• INPUT DATA
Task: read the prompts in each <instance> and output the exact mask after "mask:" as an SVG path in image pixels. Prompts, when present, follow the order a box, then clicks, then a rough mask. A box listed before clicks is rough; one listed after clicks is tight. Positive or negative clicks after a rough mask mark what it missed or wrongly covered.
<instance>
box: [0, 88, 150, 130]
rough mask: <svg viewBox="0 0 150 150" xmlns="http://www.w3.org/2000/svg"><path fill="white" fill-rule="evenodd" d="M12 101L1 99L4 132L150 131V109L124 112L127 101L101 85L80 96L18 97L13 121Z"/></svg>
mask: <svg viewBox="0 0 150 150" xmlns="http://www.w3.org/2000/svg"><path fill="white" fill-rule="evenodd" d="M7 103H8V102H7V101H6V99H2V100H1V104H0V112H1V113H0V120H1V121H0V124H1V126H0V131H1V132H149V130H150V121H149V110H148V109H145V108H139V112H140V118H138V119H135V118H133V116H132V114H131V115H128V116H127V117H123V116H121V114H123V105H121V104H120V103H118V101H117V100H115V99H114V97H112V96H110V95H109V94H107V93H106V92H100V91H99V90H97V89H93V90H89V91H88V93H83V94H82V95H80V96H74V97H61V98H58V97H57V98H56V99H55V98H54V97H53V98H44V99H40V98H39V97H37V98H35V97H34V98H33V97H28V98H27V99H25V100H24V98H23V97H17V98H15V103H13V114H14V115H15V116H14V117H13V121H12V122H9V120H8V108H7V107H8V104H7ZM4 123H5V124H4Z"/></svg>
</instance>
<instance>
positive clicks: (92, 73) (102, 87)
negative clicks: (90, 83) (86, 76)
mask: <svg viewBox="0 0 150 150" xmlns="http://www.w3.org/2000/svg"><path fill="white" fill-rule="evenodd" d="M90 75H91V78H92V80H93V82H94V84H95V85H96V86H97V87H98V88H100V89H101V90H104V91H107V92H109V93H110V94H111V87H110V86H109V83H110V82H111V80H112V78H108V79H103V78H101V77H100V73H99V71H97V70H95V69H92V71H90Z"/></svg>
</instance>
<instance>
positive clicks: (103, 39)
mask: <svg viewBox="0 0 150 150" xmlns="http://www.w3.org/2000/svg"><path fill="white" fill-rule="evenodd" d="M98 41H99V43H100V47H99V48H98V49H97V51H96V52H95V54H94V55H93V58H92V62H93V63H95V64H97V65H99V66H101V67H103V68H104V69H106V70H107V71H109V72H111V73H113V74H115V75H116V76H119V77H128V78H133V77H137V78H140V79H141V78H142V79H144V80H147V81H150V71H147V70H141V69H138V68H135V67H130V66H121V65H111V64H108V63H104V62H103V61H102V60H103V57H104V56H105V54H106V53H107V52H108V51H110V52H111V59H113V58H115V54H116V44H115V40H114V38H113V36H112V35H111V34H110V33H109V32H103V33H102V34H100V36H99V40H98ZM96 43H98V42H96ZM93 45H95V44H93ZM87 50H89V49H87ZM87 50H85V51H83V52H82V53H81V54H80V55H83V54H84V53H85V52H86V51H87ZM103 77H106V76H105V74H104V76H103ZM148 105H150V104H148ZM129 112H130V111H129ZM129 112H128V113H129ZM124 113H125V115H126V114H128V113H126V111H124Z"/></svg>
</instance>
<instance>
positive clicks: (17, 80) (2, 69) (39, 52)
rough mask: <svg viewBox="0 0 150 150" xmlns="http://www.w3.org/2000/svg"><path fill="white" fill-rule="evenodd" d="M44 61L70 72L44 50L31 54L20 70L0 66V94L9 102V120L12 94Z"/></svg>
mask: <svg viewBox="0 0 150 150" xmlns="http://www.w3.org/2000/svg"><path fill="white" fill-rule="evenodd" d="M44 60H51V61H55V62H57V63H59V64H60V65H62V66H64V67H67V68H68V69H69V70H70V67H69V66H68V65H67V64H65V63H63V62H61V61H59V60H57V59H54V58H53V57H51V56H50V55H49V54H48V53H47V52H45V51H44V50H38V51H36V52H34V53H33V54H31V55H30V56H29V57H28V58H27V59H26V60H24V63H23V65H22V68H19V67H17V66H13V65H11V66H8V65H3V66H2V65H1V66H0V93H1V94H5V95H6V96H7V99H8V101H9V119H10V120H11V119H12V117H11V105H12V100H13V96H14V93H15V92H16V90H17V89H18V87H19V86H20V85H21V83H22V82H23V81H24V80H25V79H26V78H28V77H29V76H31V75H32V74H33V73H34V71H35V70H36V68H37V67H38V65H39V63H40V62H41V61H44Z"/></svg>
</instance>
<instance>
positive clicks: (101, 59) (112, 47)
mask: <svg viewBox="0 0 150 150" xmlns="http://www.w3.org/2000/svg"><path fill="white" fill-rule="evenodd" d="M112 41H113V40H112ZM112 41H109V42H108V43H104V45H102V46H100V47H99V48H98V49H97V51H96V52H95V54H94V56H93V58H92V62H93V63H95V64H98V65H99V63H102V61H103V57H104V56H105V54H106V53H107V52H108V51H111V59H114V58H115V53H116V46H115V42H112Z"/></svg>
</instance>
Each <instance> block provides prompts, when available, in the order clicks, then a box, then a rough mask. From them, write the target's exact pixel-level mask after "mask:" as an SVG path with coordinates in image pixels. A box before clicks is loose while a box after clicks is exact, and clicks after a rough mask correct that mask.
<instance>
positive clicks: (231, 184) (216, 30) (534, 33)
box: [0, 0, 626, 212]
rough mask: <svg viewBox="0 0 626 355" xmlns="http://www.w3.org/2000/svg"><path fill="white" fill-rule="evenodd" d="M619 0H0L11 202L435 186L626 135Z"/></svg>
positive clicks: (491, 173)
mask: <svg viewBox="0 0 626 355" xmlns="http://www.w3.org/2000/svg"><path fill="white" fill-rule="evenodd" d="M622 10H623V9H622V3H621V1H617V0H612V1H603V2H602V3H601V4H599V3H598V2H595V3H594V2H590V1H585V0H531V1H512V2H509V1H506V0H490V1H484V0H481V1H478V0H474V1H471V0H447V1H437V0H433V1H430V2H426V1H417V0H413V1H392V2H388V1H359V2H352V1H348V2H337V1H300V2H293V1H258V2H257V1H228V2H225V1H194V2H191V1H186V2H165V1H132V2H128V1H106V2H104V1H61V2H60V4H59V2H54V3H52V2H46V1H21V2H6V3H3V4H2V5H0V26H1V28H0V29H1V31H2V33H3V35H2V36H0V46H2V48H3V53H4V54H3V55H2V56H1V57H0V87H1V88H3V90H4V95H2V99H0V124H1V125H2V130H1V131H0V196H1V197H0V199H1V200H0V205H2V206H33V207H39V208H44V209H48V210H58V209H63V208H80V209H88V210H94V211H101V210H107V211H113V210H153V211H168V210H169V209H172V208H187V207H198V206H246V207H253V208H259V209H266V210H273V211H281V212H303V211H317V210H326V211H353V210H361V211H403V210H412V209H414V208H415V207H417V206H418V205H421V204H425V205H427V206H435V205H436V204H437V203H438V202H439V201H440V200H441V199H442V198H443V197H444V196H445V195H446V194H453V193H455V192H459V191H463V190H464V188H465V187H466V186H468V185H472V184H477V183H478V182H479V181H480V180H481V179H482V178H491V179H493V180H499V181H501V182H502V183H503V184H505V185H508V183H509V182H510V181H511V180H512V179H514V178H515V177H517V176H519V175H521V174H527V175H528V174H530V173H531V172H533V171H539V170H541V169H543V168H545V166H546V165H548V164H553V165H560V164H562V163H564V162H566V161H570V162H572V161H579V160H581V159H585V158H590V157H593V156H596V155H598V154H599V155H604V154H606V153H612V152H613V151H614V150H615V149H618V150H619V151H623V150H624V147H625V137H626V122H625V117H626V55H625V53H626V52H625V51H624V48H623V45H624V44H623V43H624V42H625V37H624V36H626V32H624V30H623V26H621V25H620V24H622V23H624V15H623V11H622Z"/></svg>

• WHAT TO WORK ON
After reading the listing above, print each line back exactly.

• EXERCISE RESPONSE
Task: read the prompts in each <instance> and output the exact mask after "mask:" as an SVG path in image pixels. Prompts, when present, follow the order a box, then clicks, then a rough mask. A box listed before clicks is rough; one listed after clicks is tight. Positive or negative clicks after a rough mask mark what it missed or wrongly covered.
<instance>
box: [0, 88, 150, 130]
rough mask: <svg viewBox="0 0 150 150" xmlns="http://www.w3.org/2000/svg"><path fill="white" fill-rule="evenodd" d="M12 101L1 99L4 132L150 131V109L124 112L127 101L101 85L80 96L18 97L13 121Z"/></svg>
mask: <svg viewBox="0 0 150 150" xmlns="http://www.w3.org/2000/svg"><path fill="white" fill-rule="evenodd" d="M7 103H8V102H7V101H6V99H2V100H1V104H0V112H1V113H0V120H1V121H0V124H1V126H0V131H1V132H149V130H150V121H149V110H148V109H145V108H139V112H140V118H138V119H135V118H133V116H132V114H131V115H128V116H127V117H123V116H121V114H123V105H121V104H120V103H118V101H117V100H115V99H114V97H112V96H110V95H109V94H107V93H106V92H100V91H99V90H97V89H93V90H89V91H88V93H83V94H82V95H80V96H74V97H61V98H58V97H57V98H56V99H55V98H54V97H53V98H44V99H40V98H39V97H37V98H35V97H34V98H33V97H28V98H27V99H25V100H24V98H23V97H17V98H15V103H13V114H14V115H15V116H14V117H13V121H12V122H9V120H8V108H7V107H8V104H7ZM4 123H5V124H4Z"/></svg>
</instance>
<instance>
positive clicks: (92, 73) (102, 87)
negative clicks: (90, 83) (86, 76)
mask: <svg viewBox="0 0 150 150" xmlns="http://www.w3.org/2000/svg"><path fill="white" fill-rule="evenodd" d="M90 75H91V78H92V80H93V82H94V84H95V85H96V86H97V87H98V88H100V89H101V90H104V91H107V92H109V93H110V94H111V87H110V86H109V83H110V82H111V80H112V78H108V79H103V78H101V77H100V73H99V71H97V70H95V69H92V71H90Z"/></svg>
</instance>
<instance>
positive clicks: (103, 39)
mask: <svg viewBox="0 0 150 150" xmlns="http://www.w3.org/2000/svg"><path fill="white" fill-rule="evenodd" d="M98 41H99V43H100V47H99V48H98V49H97V51H96V52H95V54H94V55H93V58H92V62H93V63H95V64H97V65H99V66H101V67H103V68H104V69H106V70H107V71H109V72H111V73H113V74H115V75H116V76H119V77H128V78H133V77H137V78H140V79H141V78H142V79H144V80H147V81H150V71H147V70H141V69H138V68H135V67H130V66H121V65H111V64H108V63H104V62H103V61H102V60H103V57H104V56H105V54H106V53H107V52H108V51H110V52H111V59H113V58H115V54H116V44H115V40H114V38H113V36H112V35H111V34H110V33H109V32H103V33H102V34H100V36H99V40H98ZM96 43H98V42H96ZM93 45H95V44H93ZM87 50H89V49H87ZM87 50H85V51H83V52H82V53H81V54H80V55H83V54H84V53H85V52H86V51H87ZM103 77H106V76H105V74H104V76H103ZM148 105H150V104H148ZM129 112H130V111H129ZM129 112H128V113H129ZM124 113H125V115H126V114H128V113H126V111H124Z"/></svg>
</instance>
<instance>
positive clicks: (17, 80) (2, 69) (39, 52)
rough mask: <svg viewBox="0 0 150 150" xmlns="http://www.w3.org/2000/svg"><path fill="white" fill-rule="evenodd" d="M44 61L70 72L44 50L31 54L20 70L0 66V94L9 102V120L12 94Z"/></svg>
mask: <svg viewBox="0 0 150 150" xmlns="http://www.w3.org/2000/svg"><path fill="white" fill-rule="evenodd" d="M44 60H51V61H55V62H57V63H59V64H60V65H62V66H64V67H67V68H68V69H69V70H70V67H69V66H68V65H67V64H65V63H63V62H61V61H59V60H57V59H54V58H53V57H51V56H50V55H49V54H48V53H47V52H45V51H44V50H38V51H36V52H34V53H33V54H31V55H30V56H29V57H28V58H27V59H26V60H24V63H23V65H22V68H19V67H17V66H13V65H11V66H8V65H3V66H2V65H1V66H0V93H1V94H5V95H6V96H7V99H8V101H9V119H10V120H11V119H12V117H11V105H12V100H13V96H14V93H15V92H16V90H17V89H18V87H19V86H20V85H21V83H22V82H23V81H24V80H25V79H26V78H28V77H29V76H31V75H32V74H33V73H34V71H35V70H36V68H37V67H38V65H39V63H40V62H41V61H44Z"/></svg>
</instance>
<instance>
positive clicks: (101, 59) (112, 47)
mask: <svg viewBox="0 0 150 150" xmlns="http://www.w3.org/2000/svg"><path fill="white" fill-rule="evenodd" d="M112 41H113V40H112ZM112 41H109V42H108V43H104V45H102V46H100V47H99V48H98V49H97V51H96V52H95V54H94V56H93V58H92V62H93V63H95V64H98V65H99V63H102V61H103V57H104V56H105V54H106V53H107V52H108V51H111V59H114V58H115V53H116V46H115V42H112Z"/></svg>
</instance>
Each <instance> block provides prompts, when available, in the order clicks, then a box, then a rough mask. From them, write the target's exact pixel-level mask after "mask:" as an SVG path with coordinates in image pixels. A box before clicks is loose while a box after clicks is exact, and clicks after a rough mask correct that mask.
<instance>
positive clicks: (231, 184) (216, 30) (534, 33)
box: [0, 0, 626, 212]
rough mask: <svg viewBox="0 0 626 355" xmlns="http://www.w3.org/2000/svg"><path fill="white" fill-rule="evenodd" d="M619 0H0L11 202L435 186L626 135Z"/></svg>
positive clicks: (491, 173)
mask: <svg viewBox="0 0 626 355" xmlns="http://www.w3.org/2000/svg"><path fill="white" fill-rule="evenodd" d="M622 10H623V9H622V3H621V1H617V0H612V1H603V2H602V3H601V4H599V3H598V2H595V3H594V2H590V1H585V0H531V1H512V2H509V1H506V0H490V1H484V0H481V1H478V0H474V1H471V0H447V1H437V0H433V1H430V2H426V1H417V0H413V1H392V2H388V1H359V2H352V1H348V2H337V1H300V2H293V1H258V2H257V1H228V2H225V1H194V2H191V1H186V2H165V1H132V2H128V1H106V2H104V1H61V2H60V4H59V2H54V3H52V2H46V1H21V2H6V3H3V4H2V5H0V26H1V28H0V29H1V31H2V33H3V35H2V36H0V46H2V48H3V53H4V54H3V55H2V56H1V57H0V87H1V88H3V90H4V95H2V99H0V124H1V125H2V130H1V131H0V196H1V197H0V199H1V200H0V205H2V206H33V207H39V208H44V209H48V210H58V209H63V208H80V209H88V210H94V211H101V210H107V211H113V210H153V211H168V210H169V209H172V208H187V207H198V206H246V207H253V208H259V209H266V210H273V211H281V212H303V211H317V210H326V211H353V210H361V211H403V210H412V209H414V208H415V207H417V206H418V205H421V204H425V205H427V206H435V205H436V204H437V203H438V202H439V201H440V200H441V199H442V198H443V197H444V196H445V195H446V194H453V193H455V192H459V191H463V190H464V188H465V187H466V186H468V185H472V184H477V183H478V182H479V181H480V180H481V179H482V178H491V179H493V180H499V181H501V182H502V183H503V184H505V185H508V183H509V182H510V181H511V180H512V179H514V178H515V177H517V176H519V175H521V174H527V175H528V174H530V173H531V172H533V171H539V170H541V169H543V168H545V166H546V165H548V164H553V165H560V164H562V163H564V162H566V161H570V162H572V161H579V160H581V159H585V158H590V157H593V156H596V155H598V154H599V155H604V154H606V153H612V152H613V151H614V150H615V149H618V150H619V151H623V150H624V147H625V137H626V122H625V117H626V55H625V53H626V52H625V51H624V48H623V45H624V44H623V43H624V42H625V37H624V36H626V32H624V30H623V26H621V25H620V24H622V23H624V15H623V11H622Z"/></svg>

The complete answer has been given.